From this article:
Cluster B behaviors are traits such as manipulative, deceitful, impulsive, selfish, aggressive.In a brief but original discussion, physician-philosopher Carl Elliott (1996) argued that we should hold persons with personality disorders morally responsible for their actions; he stated that "a person with a personality disorder who behaves badly ordinarily intends to behave badly, and people should generally be held accountable for what they have intended to do" (p. 70, emphasis in original). According to Elliott, a diagnosis of personality disorder is normally not sufficient for excusing a person's actions, nor do disorders or defects of character excuse. As he argued, "judgments of responsibility are essentially judgments about a connection between an agent and an action, and these types of judgments must be distinguished from questions about a person's character" (p. 58).
○ ○ ○ ○
**Problem description:**
Condense the paragraph beginning "Cluster B behaviors are traits" from the article excerpt above into a short bulleted list that keeps its main facts.

**Information:**
○ ○ ○ ○
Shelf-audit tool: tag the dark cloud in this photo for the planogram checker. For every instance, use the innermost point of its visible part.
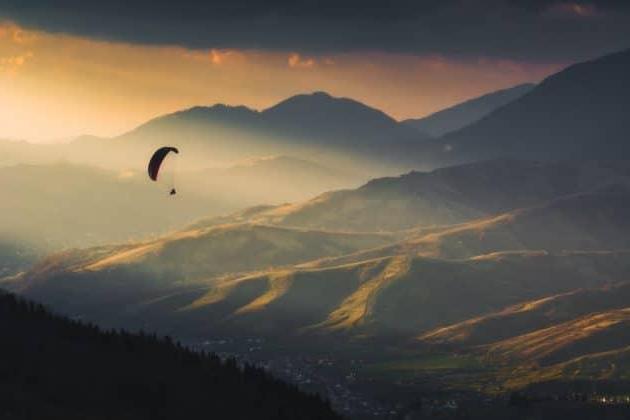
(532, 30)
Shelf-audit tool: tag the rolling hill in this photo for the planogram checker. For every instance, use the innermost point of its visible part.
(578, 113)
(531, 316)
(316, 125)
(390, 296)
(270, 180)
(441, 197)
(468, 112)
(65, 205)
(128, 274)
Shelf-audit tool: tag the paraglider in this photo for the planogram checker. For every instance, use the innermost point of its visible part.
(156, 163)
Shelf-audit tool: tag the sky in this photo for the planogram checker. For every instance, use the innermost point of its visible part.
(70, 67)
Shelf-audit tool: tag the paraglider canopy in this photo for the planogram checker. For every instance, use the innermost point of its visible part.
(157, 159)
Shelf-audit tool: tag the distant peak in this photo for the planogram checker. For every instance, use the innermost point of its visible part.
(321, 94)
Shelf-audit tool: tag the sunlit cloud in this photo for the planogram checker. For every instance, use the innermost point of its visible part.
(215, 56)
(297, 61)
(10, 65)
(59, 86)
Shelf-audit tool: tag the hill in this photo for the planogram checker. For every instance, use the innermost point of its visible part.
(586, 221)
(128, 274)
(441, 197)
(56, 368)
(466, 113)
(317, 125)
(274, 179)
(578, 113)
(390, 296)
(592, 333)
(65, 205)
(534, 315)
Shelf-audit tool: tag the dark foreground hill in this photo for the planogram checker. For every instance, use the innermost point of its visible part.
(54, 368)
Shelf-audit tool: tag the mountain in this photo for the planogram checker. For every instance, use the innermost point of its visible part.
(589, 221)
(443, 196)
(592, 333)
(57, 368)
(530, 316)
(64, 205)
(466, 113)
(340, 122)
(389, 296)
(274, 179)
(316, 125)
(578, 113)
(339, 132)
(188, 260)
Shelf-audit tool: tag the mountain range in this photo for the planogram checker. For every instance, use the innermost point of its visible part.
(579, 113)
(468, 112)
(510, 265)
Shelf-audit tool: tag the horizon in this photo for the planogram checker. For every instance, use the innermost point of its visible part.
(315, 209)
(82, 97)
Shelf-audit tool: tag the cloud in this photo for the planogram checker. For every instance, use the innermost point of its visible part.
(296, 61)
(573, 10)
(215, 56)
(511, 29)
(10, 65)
○ ○ ○ ○
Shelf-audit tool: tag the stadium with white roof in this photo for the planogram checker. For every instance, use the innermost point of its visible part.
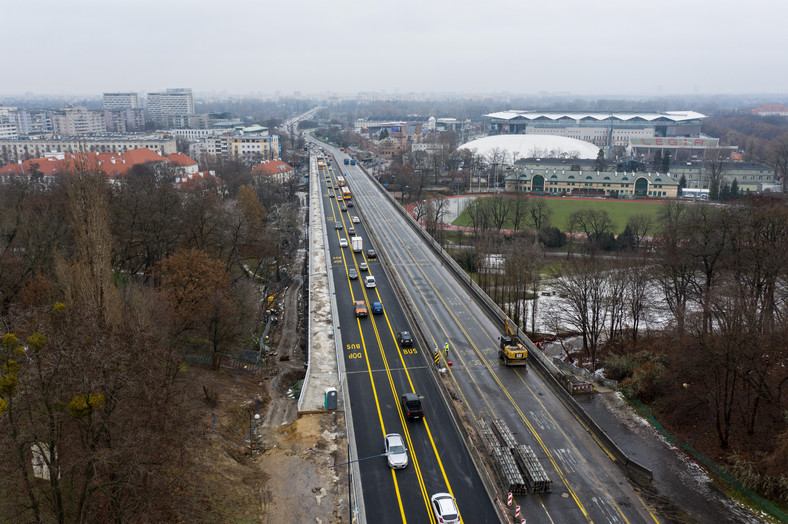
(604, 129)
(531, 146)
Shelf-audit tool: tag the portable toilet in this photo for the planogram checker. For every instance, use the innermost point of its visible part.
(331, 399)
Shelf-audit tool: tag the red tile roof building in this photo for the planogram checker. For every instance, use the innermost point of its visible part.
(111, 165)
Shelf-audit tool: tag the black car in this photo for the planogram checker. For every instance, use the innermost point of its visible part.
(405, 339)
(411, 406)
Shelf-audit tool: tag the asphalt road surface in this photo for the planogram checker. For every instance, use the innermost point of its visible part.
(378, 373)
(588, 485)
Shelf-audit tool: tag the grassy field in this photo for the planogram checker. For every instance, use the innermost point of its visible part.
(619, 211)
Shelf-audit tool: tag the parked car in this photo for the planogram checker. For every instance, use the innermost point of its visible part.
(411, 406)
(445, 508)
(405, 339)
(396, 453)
○ ○ ○ ○
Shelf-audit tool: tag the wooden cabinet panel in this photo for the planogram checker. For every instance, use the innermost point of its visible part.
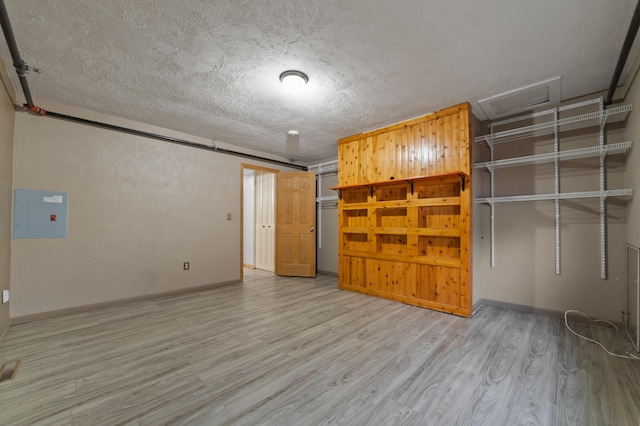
○ ○ ○ ○
**Result of the task:**
- Cluster B behaviors include being manipulative, deceitful, impulsive, selfish, and aggressive.
- Physician-philosopher Carl Elliott (1996) argued that persons with personality disorders should be held morally responsible for their actions, since such a person who behaves badly ordinarily intends to.
- In Elliott's view, a personality disorder diagnosis is normally not enough to excuse a person's actions, and disorders or defects of character do not excuse either.
- He held that responsibility judgments concern the connection between an agent and an action and must be kept separate from questions about a person's character.